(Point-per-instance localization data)
┄┄┄┄┄┄┄┄┄┄┄┄┄┄┄┄┄┄┄┄

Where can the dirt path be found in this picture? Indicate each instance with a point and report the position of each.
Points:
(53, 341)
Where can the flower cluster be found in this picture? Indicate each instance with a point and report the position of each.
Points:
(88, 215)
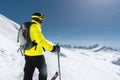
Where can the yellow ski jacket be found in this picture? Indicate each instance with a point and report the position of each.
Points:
(36, 34)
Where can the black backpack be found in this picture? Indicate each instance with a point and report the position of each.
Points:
(24, 37)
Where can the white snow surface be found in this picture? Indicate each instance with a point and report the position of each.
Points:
(78, 64)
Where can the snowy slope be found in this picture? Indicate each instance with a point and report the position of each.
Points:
(78, 64)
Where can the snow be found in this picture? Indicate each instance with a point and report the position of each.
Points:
(77, 64)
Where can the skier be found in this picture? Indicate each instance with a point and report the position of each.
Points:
(34, 57)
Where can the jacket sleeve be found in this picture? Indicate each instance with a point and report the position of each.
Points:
(36, 34)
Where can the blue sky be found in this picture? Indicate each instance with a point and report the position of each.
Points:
(81, 22)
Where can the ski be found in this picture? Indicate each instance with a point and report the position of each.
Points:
(55, 76)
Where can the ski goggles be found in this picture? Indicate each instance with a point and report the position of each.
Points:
(39, 17)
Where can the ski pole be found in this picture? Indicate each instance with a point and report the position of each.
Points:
(59, 71)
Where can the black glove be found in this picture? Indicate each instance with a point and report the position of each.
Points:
(56, 48)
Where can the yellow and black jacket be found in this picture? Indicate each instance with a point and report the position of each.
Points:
(37, 36)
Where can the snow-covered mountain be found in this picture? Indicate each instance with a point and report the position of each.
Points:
(95, 47)
(76, 64)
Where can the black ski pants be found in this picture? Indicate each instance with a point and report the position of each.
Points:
(35, 62)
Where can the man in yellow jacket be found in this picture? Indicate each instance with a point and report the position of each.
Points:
(34, 57)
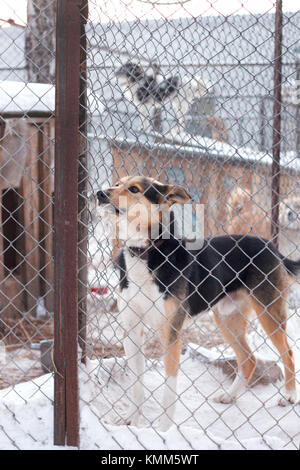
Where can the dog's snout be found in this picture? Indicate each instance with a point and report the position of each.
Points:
(102, 197)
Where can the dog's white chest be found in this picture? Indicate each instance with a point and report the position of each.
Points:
(141, 299)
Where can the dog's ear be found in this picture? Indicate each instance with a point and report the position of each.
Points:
(177, 194)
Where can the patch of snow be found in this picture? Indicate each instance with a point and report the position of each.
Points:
(255, 421)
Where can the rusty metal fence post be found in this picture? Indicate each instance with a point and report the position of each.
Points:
(276, 123)
(66, 397)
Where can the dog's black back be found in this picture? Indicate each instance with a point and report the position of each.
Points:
(224, 264)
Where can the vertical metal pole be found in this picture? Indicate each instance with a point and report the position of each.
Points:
(276, 123)
(82, 189)
(66, 396)
(297, 102)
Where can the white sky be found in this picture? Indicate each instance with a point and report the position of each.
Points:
(117, 10)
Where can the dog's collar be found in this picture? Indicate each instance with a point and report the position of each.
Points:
(143, 252)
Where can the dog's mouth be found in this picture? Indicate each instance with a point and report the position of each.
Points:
(111, 208)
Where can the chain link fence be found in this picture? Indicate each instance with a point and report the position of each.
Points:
(202, 97)
(27, 102)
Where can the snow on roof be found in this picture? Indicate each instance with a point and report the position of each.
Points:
(195, 146)
(19, 98)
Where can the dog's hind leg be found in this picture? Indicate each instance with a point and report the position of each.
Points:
(231, 315)
(133, 345)
(170, 338)
(273, 320)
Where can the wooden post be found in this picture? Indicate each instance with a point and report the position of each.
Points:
(30, 193)
(66, 393)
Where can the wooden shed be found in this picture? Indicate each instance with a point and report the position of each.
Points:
(26, 183)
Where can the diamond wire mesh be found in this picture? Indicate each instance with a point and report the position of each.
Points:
(211, 132)
(26, 245)
(213, 136)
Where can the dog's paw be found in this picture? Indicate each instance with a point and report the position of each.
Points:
(289, 397)
(224, 397)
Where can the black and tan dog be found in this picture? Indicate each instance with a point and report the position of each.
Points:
(162, 283)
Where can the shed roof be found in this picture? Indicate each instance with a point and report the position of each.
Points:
(198, 147)
(32, 99)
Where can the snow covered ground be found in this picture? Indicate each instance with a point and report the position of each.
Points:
(254, 422)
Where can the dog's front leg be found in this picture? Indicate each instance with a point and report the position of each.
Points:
(171, 341)
(136, 368)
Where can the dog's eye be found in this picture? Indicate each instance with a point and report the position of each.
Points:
(133, 189)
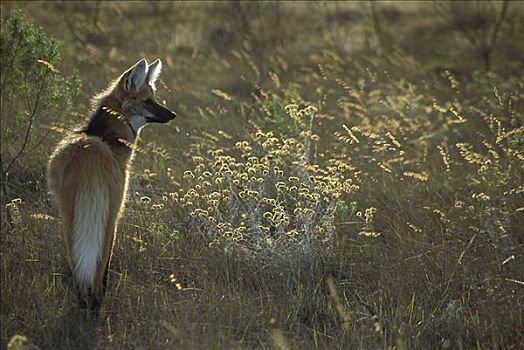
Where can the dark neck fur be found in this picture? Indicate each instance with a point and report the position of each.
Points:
(107, 124)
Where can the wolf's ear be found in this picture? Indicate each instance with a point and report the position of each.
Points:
(136, 77)
(154, 71)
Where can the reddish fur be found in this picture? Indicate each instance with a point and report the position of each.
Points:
(104, 155)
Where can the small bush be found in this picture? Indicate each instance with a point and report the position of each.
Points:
(35, 94)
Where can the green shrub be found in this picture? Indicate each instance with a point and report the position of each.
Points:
(35, 94)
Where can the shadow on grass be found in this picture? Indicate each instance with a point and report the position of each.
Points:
(74, 329)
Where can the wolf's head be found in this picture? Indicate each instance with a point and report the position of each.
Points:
(137, 87)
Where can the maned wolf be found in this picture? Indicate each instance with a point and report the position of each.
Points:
(88, 174)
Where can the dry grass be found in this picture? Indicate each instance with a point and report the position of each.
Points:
(414, 177)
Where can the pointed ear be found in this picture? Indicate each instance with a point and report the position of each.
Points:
(154, 71)
(136, 77)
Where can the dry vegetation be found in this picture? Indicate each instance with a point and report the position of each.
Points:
(340, 176)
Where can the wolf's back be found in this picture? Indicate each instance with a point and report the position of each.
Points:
(84, 176)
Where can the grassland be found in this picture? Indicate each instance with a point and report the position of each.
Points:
(340, 176)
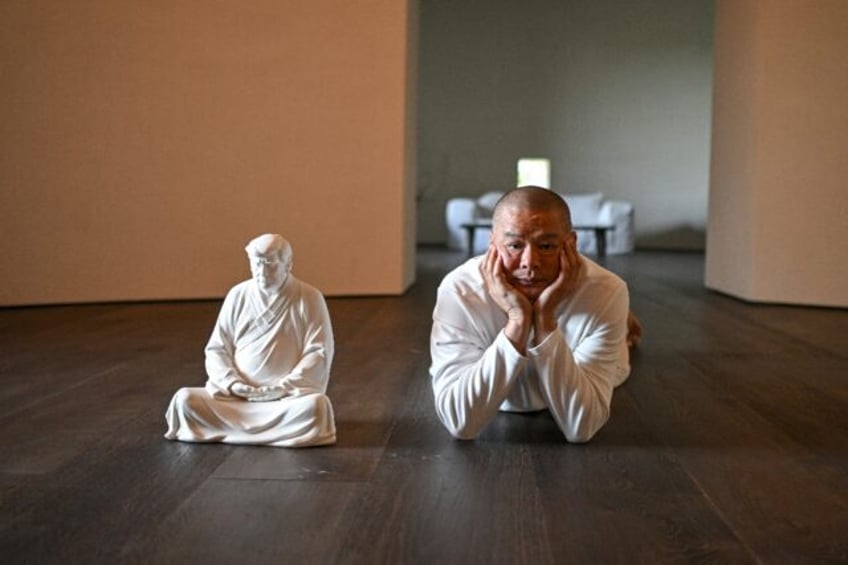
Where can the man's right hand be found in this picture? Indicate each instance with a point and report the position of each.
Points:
(518, 309)
(243, 390)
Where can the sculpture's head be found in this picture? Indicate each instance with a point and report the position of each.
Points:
(270, 257)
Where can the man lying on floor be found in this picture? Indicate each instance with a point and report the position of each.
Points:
(268, 362)
(531, 325)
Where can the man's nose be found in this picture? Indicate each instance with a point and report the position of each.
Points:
(529, 258)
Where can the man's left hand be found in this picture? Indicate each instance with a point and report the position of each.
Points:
(544, 309)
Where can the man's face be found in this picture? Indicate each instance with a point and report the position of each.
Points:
(529, 243)
(268, 271)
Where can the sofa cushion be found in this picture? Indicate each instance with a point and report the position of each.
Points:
(585, 208)
(486, 204)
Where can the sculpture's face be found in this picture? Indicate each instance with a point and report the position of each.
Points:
(529, 243)
(268, 272)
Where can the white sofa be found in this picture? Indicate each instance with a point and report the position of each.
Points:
(590, 209)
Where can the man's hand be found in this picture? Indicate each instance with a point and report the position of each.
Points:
(545, 307)
(516, 306)
(268, 393)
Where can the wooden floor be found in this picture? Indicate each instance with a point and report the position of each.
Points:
(729, 444)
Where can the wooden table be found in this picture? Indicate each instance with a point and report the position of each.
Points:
(600, 235)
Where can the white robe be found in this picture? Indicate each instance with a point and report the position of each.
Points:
(283, 340)
(476, 370)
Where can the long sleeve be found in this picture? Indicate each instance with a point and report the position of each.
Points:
(220, 363)
(312, 371)
(474, 366)
(577, 385)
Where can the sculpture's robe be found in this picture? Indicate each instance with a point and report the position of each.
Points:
(284, 340)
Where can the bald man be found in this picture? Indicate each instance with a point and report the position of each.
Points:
(529, 326)
(268, 362)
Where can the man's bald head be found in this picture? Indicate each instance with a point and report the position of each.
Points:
(533, 198)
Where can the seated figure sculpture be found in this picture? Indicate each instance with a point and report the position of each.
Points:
(267, 361)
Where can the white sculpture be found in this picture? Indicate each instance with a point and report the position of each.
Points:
(268, 362)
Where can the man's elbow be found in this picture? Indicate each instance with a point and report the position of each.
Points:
(583, 429)
(459, 428)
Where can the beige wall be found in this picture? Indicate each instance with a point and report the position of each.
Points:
(616, 93)
(778, 208)
(143, 144)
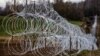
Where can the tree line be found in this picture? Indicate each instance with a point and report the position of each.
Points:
(69, 10)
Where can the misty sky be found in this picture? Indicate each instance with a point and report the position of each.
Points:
(3, 2)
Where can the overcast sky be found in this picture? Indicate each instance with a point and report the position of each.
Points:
(3, 2)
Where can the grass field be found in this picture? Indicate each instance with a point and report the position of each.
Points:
(83, 53)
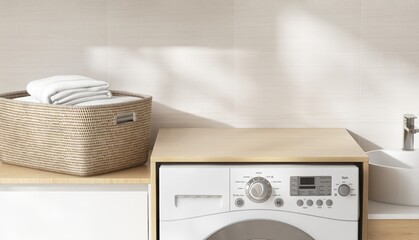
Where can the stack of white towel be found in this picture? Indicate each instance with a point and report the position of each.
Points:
(68, 90)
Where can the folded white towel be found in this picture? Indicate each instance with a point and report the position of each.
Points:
(113, 100)
(68, 89)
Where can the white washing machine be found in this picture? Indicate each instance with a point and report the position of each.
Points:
(258, 202)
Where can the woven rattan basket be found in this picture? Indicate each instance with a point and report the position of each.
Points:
(76, 140)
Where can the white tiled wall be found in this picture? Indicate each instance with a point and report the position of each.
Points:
(231, 63)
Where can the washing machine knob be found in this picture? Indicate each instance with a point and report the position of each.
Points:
(344, 190)
(258, 190)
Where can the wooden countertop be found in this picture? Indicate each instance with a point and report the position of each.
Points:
(378, 210)
(11, 174)
(256, 145)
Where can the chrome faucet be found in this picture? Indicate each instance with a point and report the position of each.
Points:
(408, 132)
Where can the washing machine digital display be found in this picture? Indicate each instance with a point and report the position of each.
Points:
(311, 186)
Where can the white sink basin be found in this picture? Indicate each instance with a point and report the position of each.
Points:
(394, 177)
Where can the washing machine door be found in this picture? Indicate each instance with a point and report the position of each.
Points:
(260, 230)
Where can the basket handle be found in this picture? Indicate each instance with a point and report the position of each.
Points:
(125, 117)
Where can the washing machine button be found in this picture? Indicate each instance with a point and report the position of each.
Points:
(258, 190)
(344, 190)
(309, 203)
(300, 203)
(319, 203)
(239, 202)
(329, 202)
(279, 202)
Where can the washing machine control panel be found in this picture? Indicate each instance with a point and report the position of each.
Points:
(322, 190)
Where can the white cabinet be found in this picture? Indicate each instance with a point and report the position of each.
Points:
(69, 212)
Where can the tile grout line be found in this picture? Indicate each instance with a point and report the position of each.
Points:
(234, 65)
(107, 43)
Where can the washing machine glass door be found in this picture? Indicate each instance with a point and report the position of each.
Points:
(260, 230)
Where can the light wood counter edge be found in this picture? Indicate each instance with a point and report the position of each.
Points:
(229, 159)
(11, 174)
(393, 229)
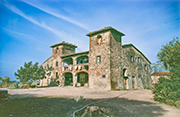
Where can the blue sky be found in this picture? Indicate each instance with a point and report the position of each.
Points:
(29, 27)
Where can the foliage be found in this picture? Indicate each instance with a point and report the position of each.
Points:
(16, 85)
(48, 70)
(169, 55)
(167, 90)
(156, 67)
(5, 80)
(30, 73)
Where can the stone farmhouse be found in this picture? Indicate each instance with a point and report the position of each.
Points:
(108, 64)
(156, 75)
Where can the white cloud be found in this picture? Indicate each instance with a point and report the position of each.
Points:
(59, 16)
(23, 36)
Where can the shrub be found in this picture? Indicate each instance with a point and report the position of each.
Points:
(177, 104)
(170, 102)
(166, 89)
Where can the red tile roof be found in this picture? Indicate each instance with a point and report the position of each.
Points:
(104, 29)
(63, 43)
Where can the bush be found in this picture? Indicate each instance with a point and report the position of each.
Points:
(177, 104)
(16, 86)
(166, 91)
(170, 102)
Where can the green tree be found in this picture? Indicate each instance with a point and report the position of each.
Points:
(168, 89)
(7, 80)
(156, 67)
(30, 73)
(169, 55)
(49, 70)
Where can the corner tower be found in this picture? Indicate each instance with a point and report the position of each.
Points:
(104, 58)
(62, 48)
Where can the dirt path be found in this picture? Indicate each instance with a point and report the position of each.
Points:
(134, 101)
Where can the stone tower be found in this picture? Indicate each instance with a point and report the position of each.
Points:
(62, 48)
(104, 58)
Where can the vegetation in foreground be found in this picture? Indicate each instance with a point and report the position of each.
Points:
(64, 107)
(167, 90)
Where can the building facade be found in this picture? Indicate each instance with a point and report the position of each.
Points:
(156, 75)
(107, 65)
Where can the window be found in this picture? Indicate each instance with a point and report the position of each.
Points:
(131, 58)
(145, 67)
(57, 50)
(103, 75)
(139, 60)
(98, 59)
(56, 74)
(99, 38)
(135, 58)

┄┄┄┄┄┄┄┄┄┄┄┄┄┄┄┄┄┄┄┄

**Task instructions:** Reproduce exactly the entries above, limited to the lines from the one with "Where can the ski goggles" through the one with "Where can the yellow and", both included.

**Answer for the task:**
Where can the ski goggles be found in this picture? Indicate each instance with a point and report the position of each.
Points:
(39, 17)
Where can the ski pole be found in this picture? Indicate each instance with a point and report the position of each.
Points:
(59, 71)
Where can the black glove be found in this picture? Indicate each instance with a point and report the position of each.
Points:
(56, 48)
Where can the yellow and black jacket be found in this picture? Indicate each instance with a point and report the position of each.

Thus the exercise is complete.